▸ **Selected extract**
· · · · ·

In discovery defense counsel learned that, before Curley went to interview Stinson, Baldwin had identified defendant as the shooter. Some months later Baldwin went to the office of the public defender, where he wrote out a statement concerning his conversation with Curley. He denied making any identification of the shooter, saying that he did not see who shot the guns. He said Curley asked him if he knew that defendant had shot Willford, and Baldwin told Curley he did not know that.

At trial Stinson testified that she, Baldwin and Willford were talking with Donald and Derrick Acker and two other persons outside on November 15, 1995. When she saw a red beam land on her she immediately got down to the floor of the porch, just as the shooting began. She said she did not look to see where the beam came from. But later during the questioning she said that, before she got down, she looked up and saw two men dressed in black, one holding a handgun, in the gangway across the street. She admitted that she told Curley she had seen defendant shooting.

Stinson testified that after the shooting she and Baldwin saw a white Oldsmobile less than a block away. She had previously seen defendant driving that car. At first she said that she never told police the man she had seen in the car was the same as the man she saw shooting, but later she contradicted that testimony. She said she did tell police the man she had seen in the car was the same as the man she saw shooting.

The prosecuting attorney, Laura Morask, asked Stinson whether she had refused to come to court at an earlier stage of the proceedings. Stinson admitted that she had not come, because her “life could be in danger.” Some people she saw on the street asked her if she was going to testify against defendant. She told them she would not. She testified that she told the truth in her written statement to police; in that statement she said she saw defendant shoot at her group.

· · · · ·

▸ **Task list**
1 > From the excerpt about the shooting trial, extract the part that opens with the words containing "In discovery defense" and closes with "not know that.".
2 > Summarize the excerpt about the shooting trial in two sentences.
3 > Carry on the excerpt about the shooting trial from the point where it stops.

[Dataset records]

· · · · ·

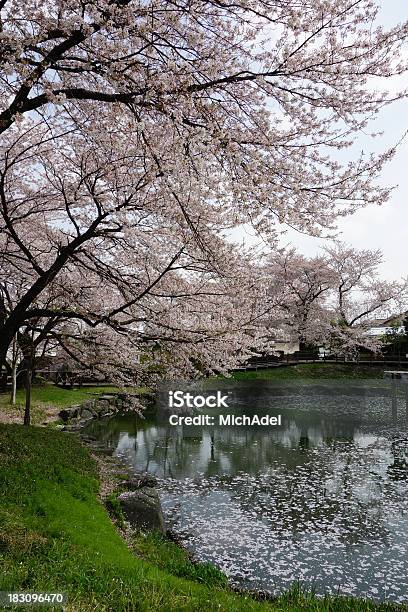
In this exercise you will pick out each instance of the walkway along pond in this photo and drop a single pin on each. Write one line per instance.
(322, 499)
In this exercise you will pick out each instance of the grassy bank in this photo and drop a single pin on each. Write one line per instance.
(315, 371)
(55, 535)
(47, 400)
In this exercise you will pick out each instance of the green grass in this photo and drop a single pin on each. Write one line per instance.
(304, 371)
(55, 536)
(48, 398)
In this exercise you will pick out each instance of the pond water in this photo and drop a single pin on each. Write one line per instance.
(322, 499)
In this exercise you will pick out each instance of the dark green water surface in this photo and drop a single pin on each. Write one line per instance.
(322, 499)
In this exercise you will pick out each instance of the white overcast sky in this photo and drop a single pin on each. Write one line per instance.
(384, 227)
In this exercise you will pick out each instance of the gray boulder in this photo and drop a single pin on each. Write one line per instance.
(138, 481)
(142, 509)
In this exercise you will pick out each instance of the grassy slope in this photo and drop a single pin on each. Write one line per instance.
(56, 536)
(48, 399)
(314, 371)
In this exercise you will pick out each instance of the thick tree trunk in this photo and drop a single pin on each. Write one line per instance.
(14, 372)
(13, 384)
(27, 409)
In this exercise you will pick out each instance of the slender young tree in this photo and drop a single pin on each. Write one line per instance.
(140, 133)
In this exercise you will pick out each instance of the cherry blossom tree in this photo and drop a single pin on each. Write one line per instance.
(134, 136)
(305, 285)
(359, 294)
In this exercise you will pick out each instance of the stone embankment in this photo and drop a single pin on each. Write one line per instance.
(102, 406)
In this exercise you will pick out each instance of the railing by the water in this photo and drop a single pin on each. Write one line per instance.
(264, 362)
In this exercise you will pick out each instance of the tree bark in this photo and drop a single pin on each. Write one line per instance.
(27, 409)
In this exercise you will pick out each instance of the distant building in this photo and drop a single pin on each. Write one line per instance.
(393, 324)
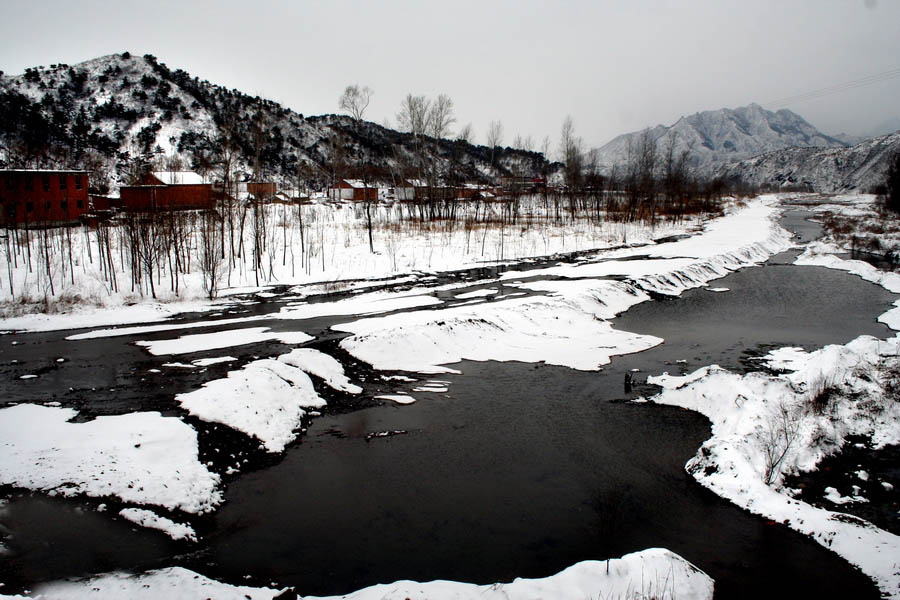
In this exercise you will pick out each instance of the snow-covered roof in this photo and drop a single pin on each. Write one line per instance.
(79, 171)
(179, 177)
(356, 183)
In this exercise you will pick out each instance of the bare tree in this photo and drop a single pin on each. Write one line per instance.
(355, 100)
(440, 118)
(571, 150)
(413, 117)
(778, 435)
(466, 134)
(494, 137)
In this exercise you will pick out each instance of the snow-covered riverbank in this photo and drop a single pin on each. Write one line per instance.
(766, 426)
(323, 243)
(565, 320)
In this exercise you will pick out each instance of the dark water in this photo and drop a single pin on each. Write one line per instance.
(519, 470)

· · · · ·

▸ **Outputs in order**
1 >
In discovery defense counsel learned that, before Curley went to interview Stinson, Baldwin had identified defendant as the shooter. Some months later Baldwin went to the office of the public defender, where he wrote out a statement concerning his conversation with Curley. He denied making any identification of the shooter, saying that he did not see who shot the guns. He said Curley asked him if he knew that defendant had shot Willford, and Baldwin told Curley he did not know that.

2 > Discovery showed that Baldwin had named defendant as the shooter before Curley interviewed Stinson, but Baldwin later wrote a statement at the public defender's office denying that he saw who fired the guns. At trial Stinson contradicted herself about what she saw during the November 15, 1995 shooting and what she told police, admitted telling Curley she saw defendant shooting, and said she had earlier stayed away from court because her life could be in danger.

3 >
At the conclusion of cross-examination, the court asked for clarification:

“Q. To be clear, is it your testimony today that you saw or did *197not see the defendant Roy Fluker at or in the gangway where the , shooting came from?
A. Did not see.
Q. Did not see. Secondly, is it your testimony today that you saw or did not see the defendant Roy Fluker at or in the white Oldsmobile on the night of the shooting?
A. I did not see him in the white Oldsmobile, true, or did not shoot.”

But on further examination by the prosecutor, Stinson reiterated that she told Curley the truth. She said she saw defendant outside on the night of the shooting, but she did not remember where. The prosecutor reminded her of what she told Curley. Stinson answered that she could not say whether she saw defendant shooting. The court asked her why. She said, “I have kids that live there.”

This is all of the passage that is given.